• Instruction: Recast all the records below as a two-column CSV with the header note,points. Put one row per record, with the record's text under note and its answer under points, each in a quoted field with every line break turned into a space.

• Input records:
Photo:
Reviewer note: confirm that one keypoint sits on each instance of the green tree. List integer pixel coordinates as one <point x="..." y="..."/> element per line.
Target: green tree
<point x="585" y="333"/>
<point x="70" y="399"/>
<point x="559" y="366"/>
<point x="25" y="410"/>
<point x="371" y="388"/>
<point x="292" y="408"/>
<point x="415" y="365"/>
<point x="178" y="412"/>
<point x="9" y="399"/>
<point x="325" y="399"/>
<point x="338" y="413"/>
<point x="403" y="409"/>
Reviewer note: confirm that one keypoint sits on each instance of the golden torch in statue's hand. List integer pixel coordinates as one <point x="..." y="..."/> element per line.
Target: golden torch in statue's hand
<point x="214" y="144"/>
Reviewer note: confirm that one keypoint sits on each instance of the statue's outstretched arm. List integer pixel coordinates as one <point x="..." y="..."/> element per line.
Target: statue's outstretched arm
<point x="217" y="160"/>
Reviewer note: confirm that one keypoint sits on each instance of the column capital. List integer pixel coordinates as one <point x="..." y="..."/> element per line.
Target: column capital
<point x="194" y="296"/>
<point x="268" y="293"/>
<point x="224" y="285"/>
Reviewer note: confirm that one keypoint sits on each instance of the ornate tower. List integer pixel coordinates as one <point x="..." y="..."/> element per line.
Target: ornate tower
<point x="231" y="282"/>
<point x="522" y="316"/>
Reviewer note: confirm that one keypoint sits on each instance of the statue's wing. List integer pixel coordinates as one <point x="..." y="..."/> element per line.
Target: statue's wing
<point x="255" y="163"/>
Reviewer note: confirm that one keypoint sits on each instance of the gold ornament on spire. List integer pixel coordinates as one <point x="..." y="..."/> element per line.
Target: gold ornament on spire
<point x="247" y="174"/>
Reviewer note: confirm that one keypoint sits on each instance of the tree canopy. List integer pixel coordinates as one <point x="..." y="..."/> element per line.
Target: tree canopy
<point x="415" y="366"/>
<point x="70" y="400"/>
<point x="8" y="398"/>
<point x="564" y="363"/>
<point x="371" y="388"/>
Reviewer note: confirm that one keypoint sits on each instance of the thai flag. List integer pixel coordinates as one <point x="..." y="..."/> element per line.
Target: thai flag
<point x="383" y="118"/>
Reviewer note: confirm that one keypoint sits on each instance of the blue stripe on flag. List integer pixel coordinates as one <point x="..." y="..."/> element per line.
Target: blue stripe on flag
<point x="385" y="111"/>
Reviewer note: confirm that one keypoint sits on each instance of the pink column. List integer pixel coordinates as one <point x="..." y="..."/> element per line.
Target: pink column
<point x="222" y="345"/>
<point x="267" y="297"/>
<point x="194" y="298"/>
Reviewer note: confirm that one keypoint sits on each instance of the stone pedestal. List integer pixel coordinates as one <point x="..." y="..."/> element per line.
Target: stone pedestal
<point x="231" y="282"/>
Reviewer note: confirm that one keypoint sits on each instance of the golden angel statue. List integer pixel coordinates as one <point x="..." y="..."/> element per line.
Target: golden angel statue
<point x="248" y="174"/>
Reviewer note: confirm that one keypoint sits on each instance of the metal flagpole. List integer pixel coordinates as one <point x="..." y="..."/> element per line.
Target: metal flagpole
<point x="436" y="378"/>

• Completed exercise:
note,points
"Photo: Reviewer note: confirm that one keypoint sits on each instance of the green tree. List integer pixel coordinates as one <point x=""..."" y=""...""/> element per line. Target: green tree","<point x=""585"" y=""333""/> <point x=""70"" y=""399""/> <point x=""559"" y=""366""/> <point x=""25"" y=""410""/> <point x=""371"" y=""388""/> <point x=""292"" y=""408""/> <point x=""415"" y=""365""/> <point x=""178"" y=""412""/> <point x=""9"" y=""399""/> <point x=""325"" y=""399""/> <point x=""338"" y=""413""/> <point x=""403"" y=""409""/>"
"Reviewer note: confirm that one keypoint sits on each instance of the golden torch in statue's hand. List integer pixel coordinates as one <point x=""..."" y=""...""/> element per line. Target: golden torch in statue's hand","<point x=""214"" y=""144""/>"
"Reviewer note: confirm that one keypoint sits on each instance of the statue's outstretched arm. List integer pixel coordinates as one <point x=""..."" y=""...""/> element per line. Target: statue's outstretched arm","<point x=""217"" y=""160""/>"
"Reviewer note: confirm that one keypoint sits on each instance of the column capital. List integer pixel coordinates as one <point x=""..."" y=""...""/> element per line. Target: column capital","<point x=""194"" y=""296""/> <point x=""268"" y=""293""/> <point x=""224"" y=""285""/>"
"Reviewer note: confirm that one keypoint sits on each instance of the ornate tower. List integer pixel coordinates as one <point x=""..."" y=""...""/> element per line. Target: ornate tower","<point x=""231"" y=""282""/> <point x=""522"" y=""316""/>"
"Reviewer note: confirm that one keypoint sits on each instance of the statue's wing. List integer pixel coordinates as one <point x=""..."" y=""...""/> element per line. Target: statue's wing","<point x=""255"" y=""163""/>"
"Reviewer note: confirm that one keypoint sits on each instance of the gold ornament on spire. List integer pixel coordinates as one <point x=""..."" y=""...""/> element per line. Target: gold ornament on spire","<point x=""247"" y=""174""/>"
"Reviewer note: confirm that one keypoint sits on each instance of the tree canopy. List integer pixel coordinates as one <point x=""..."" y=""...""/> element per line. Target: tree canopy","<point x=""415"" y=""366""/> <point x=""70"" y=""400""/> <point x=""8"" y=""398""/> <point x=""564"" y=""363""/> <point x=""371"" y=""388""/>"
"Reviewer note: confirm that one keypoint sits on each instance of the thai flag. List integer pixel coordinates as one <point x=""..."" y=""...""/> element per line. Target: thai flag","<point x=""383"" y=""118""/>"
"Reviewer note: confirm that one keypoint sits on each instance of the blue stripe on flag. List integer pixel coordinates as one <point x=""..."" y=""...""/> element per line. Target: blue stripe on flag","<point x=""385"" y=""111""/>"
"Reviewer note: confirm that one keypoint sits on each instance of the pink column. List integer pixel coordinates as one <point x=""..."" y=""...""/> element per line. Target: pink column","<point x=""222"" y=""345""/> <point x=""267"" y=""297""/> <point x=""194"" y=""298""/>"
"Reviewer note: confirm that one keypoint sits on each instance of the stone pedestal. List integer pixel coordinates as one <point x=""..."" y=""...""/> element per line. Target: stone pedestal","<point x=""231"" y=""282""/>"
"Reviewer note: confirm that one keypoint sits on each instance of the golden angel statue. List integer pixel coordinates as one <point x=""..."" y=""...""/> element per line. Target: golden angel statue","<point x=""248"" y=""174""/>"
"Reviewer note: confirm that one keypoint sits on each instance of the metal flagpole. List integer pixel coordinates as one <point x=""..."" y=""...""/> element per line. Target: metal flagpole","<point x=""436"" y=""378""/>"